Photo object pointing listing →
start

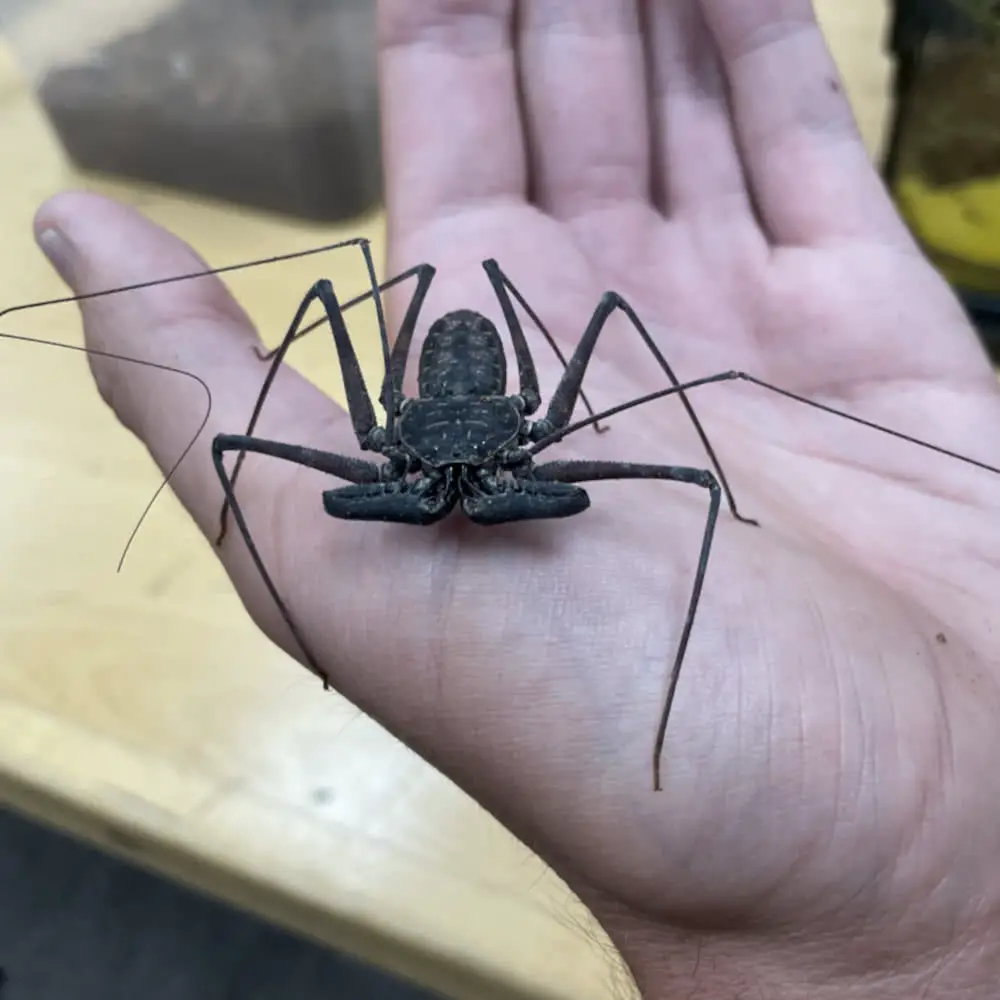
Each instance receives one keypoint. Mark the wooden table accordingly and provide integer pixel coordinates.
(143, 711)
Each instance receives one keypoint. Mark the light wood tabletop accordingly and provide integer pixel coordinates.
(142, 710)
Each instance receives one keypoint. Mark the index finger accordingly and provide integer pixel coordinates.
(452, 132)
(811, 175)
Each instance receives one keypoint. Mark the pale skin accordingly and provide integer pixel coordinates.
(829, 824)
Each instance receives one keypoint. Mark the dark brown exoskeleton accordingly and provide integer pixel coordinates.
(463, 441)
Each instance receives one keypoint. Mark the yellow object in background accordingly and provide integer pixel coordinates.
(958, 226)
(943, 159)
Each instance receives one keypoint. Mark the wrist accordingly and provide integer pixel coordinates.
(668, 962)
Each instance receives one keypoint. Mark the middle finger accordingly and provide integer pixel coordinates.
(584, 92)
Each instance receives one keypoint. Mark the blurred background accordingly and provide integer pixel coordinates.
(251, 127)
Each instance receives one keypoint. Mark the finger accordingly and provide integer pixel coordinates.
(811, 176)
(696, 161)
(451, 123)
(583, 78)
(197, 327)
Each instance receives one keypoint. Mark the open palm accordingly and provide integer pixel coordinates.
(832, 739)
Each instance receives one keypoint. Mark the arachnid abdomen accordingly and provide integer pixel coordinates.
(459, 430)
(462, 356)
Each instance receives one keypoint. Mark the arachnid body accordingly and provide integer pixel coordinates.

end

Exercise →
Render each line of the listing above as a row in a Markdown table with the columns "No." and "Line," omitting blank lines and the pictures.

Output of the exercise →
| No. | Line |
|---|---|
| 1 | Each instance receives one keypoint. Mark the wooden table accordingly and provide integer pixel coordinates. |
| 2 | (143, 711) |
| 3 | Each instance receives one keypoint. Mark the light wood tabletop accordingly and provide integer pixel coordinates. |
| 4 | (142, 710) |
| 5 | Each instance receives one keypoint. Mark the index finger accordingly and provide integer pixel coordinates. |
| 6 | (452, 132) |
| 7 | (811, 175) |
| 8 | Each instance receives one keypoint. Mark the pale skin accordingly and provide integer pixel coordinates. |
| 9 | (829, 824) |
| 10 | Each instance receives one keypoint. Mark the dark brown exoskeleton accordingly and provide integer pixel coordinates. |
| 11 | (463, 441) |
| 12 | Each instance receives one keypoint. Mark the yellow object in background accordingly and provide integer pixel coordinates. |
| 13 | (958, 226) |
| 14 | (943, 159) |
| 15 | Each instance receives one keypoint. Mark the wrist accordingly and provide integer pixel coordinates. |
| 16 | (668, 962) |
| 17 | Each instance receives one keypoint. Mark the middle finger accordingly and provide integer pixel coordinates. |
| 18 | (584, 92) |
| 19 | Each instance receives one keypoint. Mark the blurred background accordingly and provide integer pixel coordinates. |
| 20 | (251, 127) |
| 21 | Each instance receives one keypoint. Mark the finger accordingly and provide integer pixel coordinates. |
| 22 | (811, 176) |
| 23 | (696, 161) |
| 24 | (451, 123) |
| 25 | (583, 78) |
| 26 | (197, 327) |
| 27 | Each instance receives one keypoint. Mark the open palm accordingly and provide integer pixel coordinates. |
| 28 | (832, 739) |
| 29 | Each instance receives one keypoint. Mark the arachnid abdomen accordingly and provide integer pixel coordinates. |
| 30 | (459, 430) |
| 31 | (462, 356) |
| 32 | Each instance receives one keypoint. Mark the arachnid body accordingly and provide integer pixel coordinates. |